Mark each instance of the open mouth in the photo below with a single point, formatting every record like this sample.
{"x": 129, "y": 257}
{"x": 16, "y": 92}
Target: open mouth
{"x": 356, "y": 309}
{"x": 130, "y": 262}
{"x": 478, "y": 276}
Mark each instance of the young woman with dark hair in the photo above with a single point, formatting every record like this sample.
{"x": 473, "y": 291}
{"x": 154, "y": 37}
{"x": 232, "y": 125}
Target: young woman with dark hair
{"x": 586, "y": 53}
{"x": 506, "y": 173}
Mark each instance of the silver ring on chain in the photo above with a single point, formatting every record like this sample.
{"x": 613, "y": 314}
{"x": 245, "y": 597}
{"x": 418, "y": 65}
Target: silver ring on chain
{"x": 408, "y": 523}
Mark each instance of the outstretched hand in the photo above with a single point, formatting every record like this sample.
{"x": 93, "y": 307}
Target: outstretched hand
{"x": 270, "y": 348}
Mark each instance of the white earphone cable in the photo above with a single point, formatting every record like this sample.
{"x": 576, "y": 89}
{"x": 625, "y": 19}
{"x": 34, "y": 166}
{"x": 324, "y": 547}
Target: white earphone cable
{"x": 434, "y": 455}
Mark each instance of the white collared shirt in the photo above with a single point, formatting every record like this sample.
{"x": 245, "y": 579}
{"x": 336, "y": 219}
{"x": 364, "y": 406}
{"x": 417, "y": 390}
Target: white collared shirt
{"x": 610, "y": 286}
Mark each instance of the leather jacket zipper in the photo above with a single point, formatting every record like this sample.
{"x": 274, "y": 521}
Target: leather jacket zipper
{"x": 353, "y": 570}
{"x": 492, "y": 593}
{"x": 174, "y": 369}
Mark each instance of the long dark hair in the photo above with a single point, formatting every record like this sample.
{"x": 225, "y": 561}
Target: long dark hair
▬▬▬▬▬▬
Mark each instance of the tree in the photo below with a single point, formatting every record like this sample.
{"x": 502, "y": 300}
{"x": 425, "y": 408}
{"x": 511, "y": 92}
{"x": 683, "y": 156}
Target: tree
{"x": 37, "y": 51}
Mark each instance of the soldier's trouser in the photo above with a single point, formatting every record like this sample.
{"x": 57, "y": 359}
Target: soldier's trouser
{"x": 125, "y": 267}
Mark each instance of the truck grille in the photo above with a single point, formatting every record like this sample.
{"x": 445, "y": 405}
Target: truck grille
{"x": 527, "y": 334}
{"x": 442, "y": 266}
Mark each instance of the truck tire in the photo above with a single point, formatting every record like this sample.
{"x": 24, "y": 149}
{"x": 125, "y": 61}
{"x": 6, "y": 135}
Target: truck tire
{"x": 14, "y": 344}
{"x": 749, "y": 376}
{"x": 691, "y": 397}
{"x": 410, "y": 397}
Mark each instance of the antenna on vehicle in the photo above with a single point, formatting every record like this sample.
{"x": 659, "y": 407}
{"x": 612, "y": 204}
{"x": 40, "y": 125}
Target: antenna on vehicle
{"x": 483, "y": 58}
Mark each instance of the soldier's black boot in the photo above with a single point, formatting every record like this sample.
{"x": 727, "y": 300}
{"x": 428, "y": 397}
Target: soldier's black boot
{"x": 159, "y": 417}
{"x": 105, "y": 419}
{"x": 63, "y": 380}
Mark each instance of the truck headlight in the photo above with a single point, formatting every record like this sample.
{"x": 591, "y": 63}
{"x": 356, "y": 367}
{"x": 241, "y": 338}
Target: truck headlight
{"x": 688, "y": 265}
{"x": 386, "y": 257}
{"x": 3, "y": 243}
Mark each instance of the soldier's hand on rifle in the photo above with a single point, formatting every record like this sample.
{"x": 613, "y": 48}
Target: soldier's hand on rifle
▬▬▬▬▬▬
#### [Your instructions]
Print every line above, from the one containing "Mark each instance of the truck headlight" down to the one containing "Target: soldier's hand on rifle", with both ends included and nothing altered.

#### [Solved problem]
Mark each instance of the truck headlight in the photo above with a single point, formatting every record like this sample.
{"x": 591, "y": 63}
{"x": 356, "y": 367}
{"x": 241, "y": 338}
Target: truck headlight
{"x": 688, "y": 265}
{"x": 386, "y": 257}
{"x": 3, "y": 243}
Mark each instance of the soldier's hand on rifle in the photo above with a single point, formatting every record like this sample.
{"x": 613, "y": 48}
Target: soldier's hand on rifle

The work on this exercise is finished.